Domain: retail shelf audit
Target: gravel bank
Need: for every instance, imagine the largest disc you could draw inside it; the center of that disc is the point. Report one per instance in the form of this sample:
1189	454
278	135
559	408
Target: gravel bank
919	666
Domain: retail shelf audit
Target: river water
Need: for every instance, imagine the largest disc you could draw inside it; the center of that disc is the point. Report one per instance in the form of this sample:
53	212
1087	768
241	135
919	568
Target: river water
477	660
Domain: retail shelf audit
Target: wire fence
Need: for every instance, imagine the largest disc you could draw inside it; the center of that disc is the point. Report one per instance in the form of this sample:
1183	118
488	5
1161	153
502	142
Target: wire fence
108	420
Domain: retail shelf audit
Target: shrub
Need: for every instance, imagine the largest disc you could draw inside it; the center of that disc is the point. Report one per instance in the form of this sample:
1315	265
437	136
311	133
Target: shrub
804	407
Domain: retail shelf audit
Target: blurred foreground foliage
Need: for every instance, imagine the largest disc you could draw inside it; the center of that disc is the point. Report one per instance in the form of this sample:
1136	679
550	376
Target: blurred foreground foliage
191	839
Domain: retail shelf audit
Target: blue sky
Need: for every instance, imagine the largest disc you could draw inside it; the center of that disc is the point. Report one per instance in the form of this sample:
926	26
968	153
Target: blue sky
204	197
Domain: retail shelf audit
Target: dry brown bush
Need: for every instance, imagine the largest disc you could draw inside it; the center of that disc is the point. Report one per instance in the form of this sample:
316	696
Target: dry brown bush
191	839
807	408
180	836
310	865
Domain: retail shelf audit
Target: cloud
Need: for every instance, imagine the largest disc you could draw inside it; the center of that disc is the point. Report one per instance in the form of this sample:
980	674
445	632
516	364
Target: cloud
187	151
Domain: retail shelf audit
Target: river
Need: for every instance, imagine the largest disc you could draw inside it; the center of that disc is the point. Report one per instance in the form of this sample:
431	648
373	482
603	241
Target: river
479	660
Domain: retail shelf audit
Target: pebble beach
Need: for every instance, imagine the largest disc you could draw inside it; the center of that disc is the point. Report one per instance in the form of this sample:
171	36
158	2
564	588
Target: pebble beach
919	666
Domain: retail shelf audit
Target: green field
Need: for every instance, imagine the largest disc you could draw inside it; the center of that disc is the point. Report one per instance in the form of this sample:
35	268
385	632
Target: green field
####################
## Work to complete
Go through the records and repeat each one exactly as written.

## Response box
Domain: retail shelf audit
Target: gravel bank
Need: for every instance, imagine the largest disc you could draw inside it; the center of that disc is the point. Report one per instance in the form of this sample:
1189	454
278	135
559	408
Target: gravel bank
919	666
Domain: retail shelf audit
Target: river water
Need: for every instance, imagine the largest disc you could draw inside it; the center of that disc is the point. Report one per instance in the form of this sample:
53	212
1087	768
241	135
919	568
Target: river water
477	660
Domain: retail shelf audit
Target: wire fence
Need: for every instance, imagine the largest disc you could draw inside it; the center of that disc is the point. Report one per instance in the form of this sample:
1183	118
488	5
1161	153
502	142
Target: wire fence
108	420
Domain: retail shelf audit
Target: shrub
Need: for every instance, imagine the largest disc you could draw inside it; the center of that disc is the point. Report one per instance in the form of this sample:
1315	265
437	136
311	133
Target: shrub
804	407
Domain: retail shelf audit
Target: blurred foreground foliage
Need: for every instance, imagine the largest disc you could draw inside it; the center of that disc is the point. Report one per instance in the form of this sample:
1136	679
550	376
Target: blurred foreground foliage
191	839
Domain: retail shelf audit
Target: blue sky
Need: for every instance, imagine the largest disc you could draw inside it; the center of that disc is the point. Report one per instance in the form of this sample:
926	26
968	153
Target: blue sky
204	197
Domain: retail shelf audit
Target: dry brown bush
Need: for every instance, imagine the largest disc you could draw inside it; the center of that disc is the point. Report one per instance in the form of this sample:
316	696
Target: dry brown bush
191	839
807	408
180	836
310	865
Domain: retail shelf audit
Target: cloud
Need: for every instance, imagine the largest disc you could draw inside it; the center of that disc is the point. Report one per instance in the form of this sample:
980	674
445	632
516	364
Target: cloud
187	151
Domain: retail shelf audit
Target: river
Need: for every instance, imagine the largest disc you could draw inside it; the center of that disc is the point. Report one per instance in the form of this sample:
431	648
373	482
603	241
Target: river
479	660
Domain: retail shelf audit
Target: pebble beach
Need: for every instance, imagine the largest disc you could draw inside it; the center of that disc is the point. Report one per instance in the form of this sample:
171	36
158	2
564	588
Target: pebble beach
919	666
Domain: retail shelf audit
Target: green field
Need: for every instance, imagine the largest disc you could draw inside it; the center of that disc is the point. Report one per instance in the form of this sample:
35	268
385	632
Target: green field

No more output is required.